_WHAT TO PRODUCE_.
Answer these from the text about The Fog (1980):
(a) Whose first outing since "Halloween" was The Fog?
(b) How old was the writer when first watching the film?
(c) What turned out to be rising outside the window behind the television?

-- start of TEXT SECTION --

The Fog (1980) --AKA: John Carpenter's The Fog
The Fog was John Carpenter & Debra Hill’s first outing since the runaway success of “Halloween”. This film holds a special place in my heart because it was one of the first horror films that my parents made the mistake of letting me watch all the way through! The idea that there was an evil force inside the cloudy recesses of a bank of fog struck a real nerve with me as an 11 year old watching the film in my parent’s basement. It became even more ominous for me as a cloud of mist rose outside the ground level window behind the television. I sat there for what felt like an eternity trying to move as I watched the fog bank in the movie creep across the town of Antonio Bay reeking havoc as the fog rose outside my window! If someone had knocked on the door I might have had a heart attack… luckily I finally realized that the fog rising outside the window was actually steam from the dryer exhaust where my Mom had started a load of clothes in the dryer!

-- end of TEXT SECTION --
-- start of EXCERPTED RECORDS --

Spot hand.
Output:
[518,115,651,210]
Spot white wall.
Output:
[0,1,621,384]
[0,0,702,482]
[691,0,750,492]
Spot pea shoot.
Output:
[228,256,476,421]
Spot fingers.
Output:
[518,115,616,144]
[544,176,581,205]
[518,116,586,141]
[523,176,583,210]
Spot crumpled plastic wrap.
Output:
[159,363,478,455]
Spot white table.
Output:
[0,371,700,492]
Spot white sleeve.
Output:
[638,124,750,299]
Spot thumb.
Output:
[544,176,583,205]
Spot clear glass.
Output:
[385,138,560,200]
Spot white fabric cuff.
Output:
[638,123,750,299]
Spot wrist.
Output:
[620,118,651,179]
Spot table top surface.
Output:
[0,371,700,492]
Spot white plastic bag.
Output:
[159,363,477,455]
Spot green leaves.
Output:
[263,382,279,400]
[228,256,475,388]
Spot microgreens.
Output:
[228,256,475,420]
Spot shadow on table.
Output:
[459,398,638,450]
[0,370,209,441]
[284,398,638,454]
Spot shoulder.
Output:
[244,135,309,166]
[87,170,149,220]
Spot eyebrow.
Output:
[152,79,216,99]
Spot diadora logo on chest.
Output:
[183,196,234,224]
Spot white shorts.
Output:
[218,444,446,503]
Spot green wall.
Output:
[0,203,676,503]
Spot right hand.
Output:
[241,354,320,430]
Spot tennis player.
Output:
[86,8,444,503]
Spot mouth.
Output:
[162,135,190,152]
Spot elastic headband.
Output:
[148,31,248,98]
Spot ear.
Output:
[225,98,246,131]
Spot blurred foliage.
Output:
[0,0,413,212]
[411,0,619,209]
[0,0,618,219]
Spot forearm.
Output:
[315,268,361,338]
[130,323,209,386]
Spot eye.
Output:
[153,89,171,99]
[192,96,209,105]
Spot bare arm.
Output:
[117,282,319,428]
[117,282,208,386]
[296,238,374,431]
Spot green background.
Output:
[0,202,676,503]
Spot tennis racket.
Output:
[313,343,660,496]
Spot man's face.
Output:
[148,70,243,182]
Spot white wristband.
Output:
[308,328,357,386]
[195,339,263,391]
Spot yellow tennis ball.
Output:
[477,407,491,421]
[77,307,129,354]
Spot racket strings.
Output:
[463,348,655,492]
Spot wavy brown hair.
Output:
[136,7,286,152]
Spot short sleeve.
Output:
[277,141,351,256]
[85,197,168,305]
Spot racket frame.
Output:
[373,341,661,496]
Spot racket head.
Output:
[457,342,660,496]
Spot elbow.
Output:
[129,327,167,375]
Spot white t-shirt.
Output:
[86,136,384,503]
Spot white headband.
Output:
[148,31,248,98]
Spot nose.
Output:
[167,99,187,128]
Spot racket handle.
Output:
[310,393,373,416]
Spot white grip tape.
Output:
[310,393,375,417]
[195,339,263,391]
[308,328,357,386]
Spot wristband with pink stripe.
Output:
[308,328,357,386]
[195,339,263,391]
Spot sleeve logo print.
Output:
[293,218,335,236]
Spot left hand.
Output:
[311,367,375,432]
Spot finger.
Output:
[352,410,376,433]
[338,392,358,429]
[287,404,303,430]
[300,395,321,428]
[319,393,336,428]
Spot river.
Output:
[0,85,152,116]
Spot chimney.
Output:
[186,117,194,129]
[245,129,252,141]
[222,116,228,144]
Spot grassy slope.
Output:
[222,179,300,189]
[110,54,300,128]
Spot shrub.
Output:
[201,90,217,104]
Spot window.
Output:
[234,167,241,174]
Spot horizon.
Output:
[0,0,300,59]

-- end of EXCERPTED RECORDS --

_RESULT OF THE TASK_.
(a) John Carpenter and Debra Hill.
(b) 11 years old.
(c) Steam from the dryer exhaust.